• INPUT RECORDS:
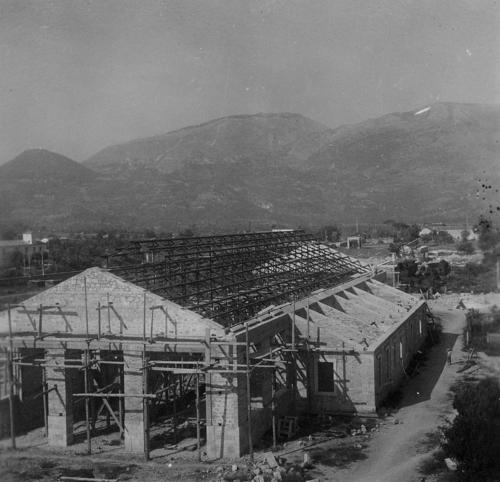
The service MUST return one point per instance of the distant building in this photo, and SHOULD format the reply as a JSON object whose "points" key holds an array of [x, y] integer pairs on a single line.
{"points": [[24, 246]]}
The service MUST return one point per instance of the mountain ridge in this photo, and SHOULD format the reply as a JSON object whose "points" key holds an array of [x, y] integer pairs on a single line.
{"points": [[431, 164]]}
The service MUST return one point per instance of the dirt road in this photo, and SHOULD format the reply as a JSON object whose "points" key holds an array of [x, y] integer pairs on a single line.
{"points": [[402, 444]]}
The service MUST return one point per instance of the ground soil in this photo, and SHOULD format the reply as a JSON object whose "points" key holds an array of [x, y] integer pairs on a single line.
{"points": [[401, 445]]}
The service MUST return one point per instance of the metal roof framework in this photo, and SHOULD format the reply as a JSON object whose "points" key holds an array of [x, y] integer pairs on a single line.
{"points": [[230, 278]]}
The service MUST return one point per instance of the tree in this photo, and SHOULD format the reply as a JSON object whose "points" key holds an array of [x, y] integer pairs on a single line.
{"points": [[17, 259], [489, 238], [465, 247], [474, 436]]}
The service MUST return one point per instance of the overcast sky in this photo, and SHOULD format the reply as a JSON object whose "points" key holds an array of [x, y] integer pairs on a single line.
{"points": [[79, 75]]}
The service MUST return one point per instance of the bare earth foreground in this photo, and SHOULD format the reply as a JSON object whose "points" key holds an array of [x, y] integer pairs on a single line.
{"points": [[398, 450]]}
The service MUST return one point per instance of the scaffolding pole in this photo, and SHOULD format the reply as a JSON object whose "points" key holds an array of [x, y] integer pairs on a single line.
{"points": [[198, 435], [11, 381], [249, 395]]}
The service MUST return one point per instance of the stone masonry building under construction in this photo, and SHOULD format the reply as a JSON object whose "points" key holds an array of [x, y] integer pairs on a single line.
{"points": [[106, 343]]}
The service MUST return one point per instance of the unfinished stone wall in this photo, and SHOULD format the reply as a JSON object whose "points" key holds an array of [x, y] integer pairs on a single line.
{"points": [[392, 356], [353, 384]]}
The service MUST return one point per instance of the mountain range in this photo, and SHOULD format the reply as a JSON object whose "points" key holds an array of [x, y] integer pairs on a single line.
{"points": [[434, 164]]}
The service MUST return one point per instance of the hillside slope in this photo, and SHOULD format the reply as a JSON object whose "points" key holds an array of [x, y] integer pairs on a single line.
{"points": [[229, 139], [435, 164]]}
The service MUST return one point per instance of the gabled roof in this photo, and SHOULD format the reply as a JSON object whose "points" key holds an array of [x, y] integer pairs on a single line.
{"points": [[354, 315], [123, 309]]}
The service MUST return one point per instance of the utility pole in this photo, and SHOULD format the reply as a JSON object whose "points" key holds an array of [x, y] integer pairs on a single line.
{"points": [[498, 272]]}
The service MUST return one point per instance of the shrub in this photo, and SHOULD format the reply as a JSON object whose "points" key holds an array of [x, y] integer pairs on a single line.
{"points": [[474, 436]]}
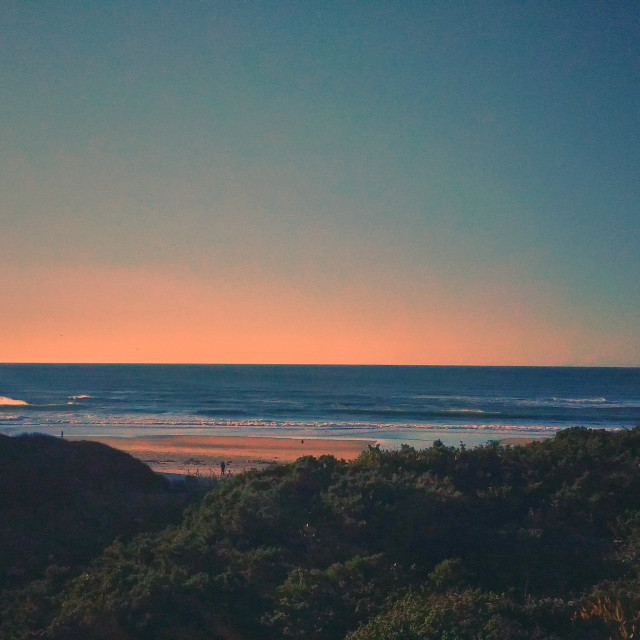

• THE PROBLEM: Your copy should match the data above exactly, apart from the pictures.

• WRITTEN SOLUTION:
The service MUST return one point per instance of the distant building in this photo, and SHOULD format the reply as a JSON object whose "points" key holds an array of [x, y] integer pairs on a single line.
{"points": [[24, 246]]}
The service MUST return one point per instance of the mountain ridge in this photo, and SHOULD format the reply as a JSON object whose "points" key holds an array of [x, y] integer pairs on a single line.
{"points": [[431, 164]]}
The service MUST return one point per instance of the dirt road in this photo, and SHOULD format the reply as a JSON object whose "points" key holds an array of [x, y] integer pairs on a single line.
{"points": [[402, 444]]}
The service MUST return one point per instance of the ground soil in this photo, and SHOULD format the reply as a JSON object whose "points" key holds an array of [x, y] integer pairs on a single line.
{"points": [[401, 445]]}
The service MUST return one point per instance of the metal roof framework in this photo, and SHOULD format the reply as a JSON object whose "points" key holds an array of [x, y] integer pairs on a single line.
{"points": [[230, 278]]}
The service MUST return one point per instance of the tree in this photo, and SHOULD format the reply as a JSON object whose "points" key holds an array of [x, y] integer pairs on a single line.
{"points": [[17, 259], [489, 238], [465, 247], [474, 436]]}
The service MUST return one point per instance of the overcast sky in this photo, and SHOULD format the reply as a JSON object whose "points" key holds an array of [x, y] integer pairs on a single line.
{"points": [[79, 75]]}
The service MUST return one point per instance of the bare earth foreground in this photo, and SHOULD format the reply as a JSON object whose "points" key holds an array of [x, y] integer pairs on a single line.
{"points": [[398, 450]]}
The service MUST return one point per instance of the scaffolding pole in this photo, and SHOULD format the reply as a JSON object whose "points" key holds an array of [x, y] integer pairs on a single line.
{"points": [[198, 435], [11, 381], [249, 395]]}
The service MUST return one point per instance of the stone masonry building under construction in this photo, and SHOULD format the reply as a JSON object whose "points" key holds an array of [x, y] integer pairs on a single line.
{"points": [[106, 343]]}
The service MUST return one point per instance of the unfinished stone wall in this photo, and SHOULD format the reply as a JSON object whose "points" key holds an array of [x, y] integer pairs on a single line.
{"points": [[392, 356], [353, 384]]}
The service MUST return one point per instance of the mountain range in this photo, and SHOULD format the reply as a JSON object whose "points" key holds an array of [x, y] integer pairs on a single line.
{"points": [[434, 164]]}
The service MUST return one point per instance of the hillside slope in this photo, and SHOULD format the reply as a JSON object whose "points" key holds an array of [x, y] integer pairs on a single line.
{"points": [[229, 139], [435, 164]]}
The service MUST return one point per instance of the gabled roof in this photo, and SHOULD format the reply as a JSON object whose "points" key holds an array of [x, y] integer pairs on a single line.
{"points": [[354, 315], [123, 309]]}
The service MUST return one point per instance of the utility pole in this photo, and SHOULD format the reply as a JSON object whose "points" key holds an array of [x, y] integer pairs on a single line.
{"points": [[498, 272]]}
The service MUST return one point per instance of the shrub in this photo, and SHOULD format the reply as a JSON object whose "points" key holds an array of [x, y] integer pairs on a single line.
{"points": [[474, 436]]}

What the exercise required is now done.